Lines of data:
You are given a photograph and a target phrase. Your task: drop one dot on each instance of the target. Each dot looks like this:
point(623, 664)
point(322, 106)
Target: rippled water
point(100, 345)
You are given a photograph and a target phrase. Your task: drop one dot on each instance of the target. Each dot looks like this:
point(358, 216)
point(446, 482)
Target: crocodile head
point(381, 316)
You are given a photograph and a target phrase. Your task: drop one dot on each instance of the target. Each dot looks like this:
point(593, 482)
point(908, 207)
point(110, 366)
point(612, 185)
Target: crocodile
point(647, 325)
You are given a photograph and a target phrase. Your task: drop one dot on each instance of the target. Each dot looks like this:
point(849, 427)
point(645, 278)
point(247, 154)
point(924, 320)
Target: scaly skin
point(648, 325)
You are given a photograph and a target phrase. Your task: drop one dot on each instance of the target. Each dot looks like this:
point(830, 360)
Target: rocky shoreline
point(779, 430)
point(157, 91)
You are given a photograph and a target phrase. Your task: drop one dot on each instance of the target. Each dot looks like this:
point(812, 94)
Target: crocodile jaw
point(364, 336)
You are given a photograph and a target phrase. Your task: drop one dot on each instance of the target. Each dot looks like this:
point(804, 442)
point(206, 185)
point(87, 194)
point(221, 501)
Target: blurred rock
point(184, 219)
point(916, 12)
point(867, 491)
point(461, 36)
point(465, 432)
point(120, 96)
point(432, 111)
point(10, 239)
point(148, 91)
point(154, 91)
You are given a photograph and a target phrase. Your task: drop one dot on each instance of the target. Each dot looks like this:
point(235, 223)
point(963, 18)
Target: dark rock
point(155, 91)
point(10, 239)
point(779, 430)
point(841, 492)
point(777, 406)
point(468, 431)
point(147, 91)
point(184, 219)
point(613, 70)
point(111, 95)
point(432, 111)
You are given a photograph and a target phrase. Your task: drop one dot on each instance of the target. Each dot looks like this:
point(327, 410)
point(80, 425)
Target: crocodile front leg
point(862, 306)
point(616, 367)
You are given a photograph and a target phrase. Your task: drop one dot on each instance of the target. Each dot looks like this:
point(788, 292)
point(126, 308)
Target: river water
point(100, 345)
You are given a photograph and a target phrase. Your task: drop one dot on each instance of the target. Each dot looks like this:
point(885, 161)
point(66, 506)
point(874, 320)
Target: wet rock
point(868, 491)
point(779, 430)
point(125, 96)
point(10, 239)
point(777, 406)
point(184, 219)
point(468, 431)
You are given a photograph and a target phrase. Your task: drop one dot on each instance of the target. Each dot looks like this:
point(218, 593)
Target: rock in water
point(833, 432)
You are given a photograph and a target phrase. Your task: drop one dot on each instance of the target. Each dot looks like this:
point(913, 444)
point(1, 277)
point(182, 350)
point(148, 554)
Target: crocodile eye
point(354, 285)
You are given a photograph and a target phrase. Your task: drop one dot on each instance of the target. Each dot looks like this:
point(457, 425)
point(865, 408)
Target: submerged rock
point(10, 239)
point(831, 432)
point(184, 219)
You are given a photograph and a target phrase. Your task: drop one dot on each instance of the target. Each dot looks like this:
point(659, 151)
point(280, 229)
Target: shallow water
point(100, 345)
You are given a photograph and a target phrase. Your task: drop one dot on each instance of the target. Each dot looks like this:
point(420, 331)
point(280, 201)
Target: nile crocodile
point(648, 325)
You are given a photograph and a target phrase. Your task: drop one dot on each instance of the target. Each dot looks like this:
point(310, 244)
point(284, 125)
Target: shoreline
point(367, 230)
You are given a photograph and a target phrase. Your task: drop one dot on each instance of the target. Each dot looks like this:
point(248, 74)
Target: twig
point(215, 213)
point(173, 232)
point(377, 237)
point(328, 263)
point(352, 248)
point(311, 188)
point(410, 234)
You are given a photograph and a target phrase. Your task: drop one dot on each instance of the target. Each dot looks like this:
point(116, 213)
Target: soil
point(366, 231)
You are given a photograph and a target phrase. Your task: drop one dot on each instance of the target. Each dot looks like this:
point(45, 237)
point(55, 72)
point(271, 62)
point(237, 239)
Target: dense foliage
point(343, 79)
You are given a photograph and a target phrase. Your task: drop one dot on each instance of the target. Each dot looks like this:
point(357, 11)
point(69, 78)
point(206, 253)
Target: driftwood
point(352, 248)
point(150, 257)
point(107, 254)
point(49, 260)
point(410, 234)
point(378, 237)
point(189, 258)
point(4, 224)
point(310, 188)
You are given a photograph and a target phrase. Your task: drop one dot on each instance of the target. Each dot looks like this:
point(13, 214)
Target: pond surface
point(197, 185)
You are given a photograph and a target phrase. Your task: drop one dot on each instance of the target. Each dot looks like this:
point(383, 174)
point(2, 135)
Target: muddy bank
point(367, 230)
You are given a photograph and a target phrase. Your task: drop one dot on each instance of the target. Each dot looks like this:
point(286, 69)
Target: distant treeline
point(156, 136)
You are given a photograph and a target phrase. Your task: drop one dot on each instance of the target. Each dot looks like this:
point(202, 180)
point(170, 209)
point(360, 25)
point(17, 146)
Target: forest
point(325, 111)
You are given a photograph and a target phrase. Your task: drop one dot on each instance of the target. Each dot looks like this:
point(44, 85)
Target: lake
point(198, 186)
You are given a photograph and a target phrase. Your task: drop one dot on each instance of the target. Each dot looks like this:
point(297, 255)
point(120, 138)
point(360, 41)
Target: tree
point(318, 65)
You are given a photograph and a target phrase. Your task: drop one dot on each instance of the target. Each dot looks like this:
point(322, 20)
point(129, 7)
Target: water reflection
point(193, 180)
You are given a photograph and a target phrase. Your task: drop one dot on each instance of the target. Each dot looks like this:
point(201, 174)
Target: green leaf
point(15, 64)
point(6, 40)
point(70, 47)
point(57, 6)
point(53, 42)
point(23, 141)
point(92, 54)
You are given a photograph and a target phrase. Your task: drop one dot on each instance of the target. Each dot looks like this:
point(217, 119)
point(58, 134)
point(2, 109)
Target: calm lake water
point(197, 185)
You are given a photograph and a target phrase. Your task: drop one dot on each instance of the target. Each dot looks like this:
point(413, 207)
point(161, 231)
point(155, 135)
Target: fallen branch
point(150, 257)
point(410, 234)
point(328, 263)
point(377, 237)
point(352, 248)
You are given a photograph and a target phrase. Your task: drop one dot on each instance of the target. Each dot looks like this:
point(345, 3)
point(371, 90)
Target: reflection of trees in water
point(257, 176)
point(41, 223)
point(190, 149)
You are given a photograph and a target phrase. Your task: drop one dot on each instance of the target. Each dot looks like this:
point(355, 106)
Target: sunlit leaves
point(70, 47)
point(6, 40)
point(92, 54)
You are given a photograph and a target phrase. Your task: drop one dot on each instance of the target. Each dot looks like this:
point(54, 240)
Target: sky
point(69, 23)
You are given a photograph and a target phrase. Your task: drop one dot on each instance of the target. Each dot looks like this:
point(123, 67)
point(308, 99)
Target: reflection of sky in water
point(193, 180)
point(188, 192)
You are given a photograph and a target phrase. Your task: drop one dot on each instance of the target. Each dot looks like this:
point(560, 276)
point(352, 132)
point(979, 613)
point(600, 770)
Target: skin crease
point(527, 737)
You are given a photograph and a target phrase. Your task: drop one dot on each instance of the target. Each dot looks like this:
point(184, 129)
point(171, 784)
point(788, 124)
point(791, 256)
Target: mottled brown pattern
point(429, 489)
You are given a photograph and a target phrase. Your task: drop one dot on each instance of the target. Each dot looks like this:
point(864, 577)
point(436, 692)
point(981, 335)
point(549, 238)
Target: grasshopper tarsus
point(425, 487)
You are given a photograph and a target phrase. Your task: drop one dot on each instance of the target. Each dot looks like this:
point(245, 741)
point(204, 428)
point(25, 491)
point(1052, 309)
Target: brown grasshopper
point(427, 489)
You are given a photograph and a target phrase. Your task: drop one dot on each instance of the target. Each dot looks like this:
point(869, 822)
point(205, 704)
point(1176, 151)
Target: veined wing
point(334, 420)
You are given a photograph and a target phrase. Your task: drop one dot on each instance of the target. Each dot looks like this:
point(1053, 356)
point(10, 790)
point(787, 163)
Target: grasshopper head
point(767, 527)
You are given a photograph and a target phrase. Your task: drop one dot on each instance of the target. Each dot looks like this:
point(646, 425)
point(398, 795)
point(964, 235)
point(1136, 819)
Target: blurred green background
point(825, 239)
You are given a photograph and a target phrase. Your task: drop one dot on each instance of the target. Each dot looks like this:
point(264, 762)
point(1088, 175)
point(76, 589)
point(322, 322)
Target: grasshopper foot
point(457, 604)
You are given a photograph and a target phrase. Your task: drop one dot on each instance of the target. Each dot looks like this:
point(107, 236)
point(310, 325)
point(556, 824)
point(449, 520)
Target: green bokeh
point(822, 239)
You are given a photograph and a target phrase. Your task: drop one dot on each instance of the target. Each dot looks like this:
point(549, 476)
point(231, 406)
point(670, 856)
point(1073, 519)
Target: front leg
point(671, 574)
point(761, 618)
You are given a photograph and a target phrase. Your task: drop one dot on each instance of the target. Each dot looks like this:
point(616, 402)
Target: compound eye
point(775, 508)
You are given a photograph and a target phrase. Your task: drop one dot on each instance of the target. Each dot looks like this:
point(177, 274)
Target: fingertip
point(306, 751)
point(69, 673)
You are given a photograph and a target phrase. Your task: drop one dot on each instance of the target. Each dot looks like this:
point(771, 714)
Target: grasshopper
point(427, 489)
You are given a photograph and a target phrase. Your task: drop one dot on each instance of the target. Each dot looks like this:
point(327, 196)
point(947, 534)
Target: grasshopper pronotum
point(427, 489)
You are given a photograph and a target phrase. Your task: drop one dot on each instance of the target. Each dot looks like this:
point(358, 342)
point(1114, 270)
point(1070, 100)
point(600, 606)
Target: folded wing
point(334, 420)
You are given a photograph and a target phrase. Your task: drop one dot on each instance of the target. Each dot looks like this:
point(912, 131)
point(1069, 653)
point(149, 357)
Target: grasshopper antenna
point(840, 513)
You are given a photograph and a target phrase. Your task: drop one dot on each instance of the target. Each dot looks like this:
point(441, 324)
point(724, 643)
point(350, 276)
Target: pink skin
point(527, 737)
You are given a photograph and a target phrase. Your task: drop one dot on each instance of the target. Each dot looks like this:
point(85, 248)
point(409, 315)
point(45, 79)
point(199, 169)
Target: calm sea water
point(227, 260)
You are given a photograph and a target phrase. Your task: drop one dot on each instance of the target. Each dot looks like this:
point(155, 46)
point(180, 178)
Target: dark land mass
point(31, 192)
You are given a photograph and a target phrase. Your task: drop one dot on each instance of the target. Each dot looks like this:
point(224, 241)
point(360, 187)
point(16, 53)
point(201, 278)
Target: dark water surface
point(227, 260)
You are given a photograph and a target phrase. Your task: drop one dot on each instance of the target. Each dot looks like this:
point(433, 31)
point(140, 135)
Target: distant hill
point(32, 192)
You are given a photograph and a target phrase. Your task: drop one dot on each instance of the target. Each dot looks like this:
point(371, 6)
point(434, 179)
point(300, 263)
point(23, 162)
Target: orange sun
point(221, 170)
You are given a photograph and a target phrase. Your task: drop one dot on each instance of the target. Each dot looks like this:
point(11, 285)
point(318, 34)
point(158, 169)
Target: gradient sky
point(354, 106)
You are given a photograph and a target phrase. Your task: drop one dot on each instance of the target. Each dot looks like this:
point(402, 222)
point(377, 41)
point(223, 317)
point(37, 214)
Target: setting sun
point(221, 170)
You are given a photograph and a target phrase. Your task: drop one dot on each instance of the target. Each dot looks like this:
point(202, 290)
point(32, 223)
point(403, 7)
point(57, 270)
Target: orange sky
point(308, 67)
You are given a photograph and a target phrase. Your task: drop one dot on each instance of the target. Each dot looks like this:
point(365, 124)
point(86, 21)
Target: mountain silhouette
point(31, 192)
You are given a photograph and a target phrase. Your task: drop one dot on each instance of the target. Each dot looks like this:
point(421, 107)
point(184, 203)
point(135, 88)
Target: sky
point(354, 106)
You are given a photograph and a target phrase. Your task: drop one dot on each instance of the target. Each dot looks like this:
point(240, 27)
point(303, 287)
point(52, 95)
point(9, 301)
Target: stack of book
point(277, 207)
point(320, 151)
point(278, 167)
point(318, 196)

▶ Exercise goal
Extract every line of the material above that contains the string "surface", matching case exactly.

▶ Full output
Target: pond surface
Target: dark water surface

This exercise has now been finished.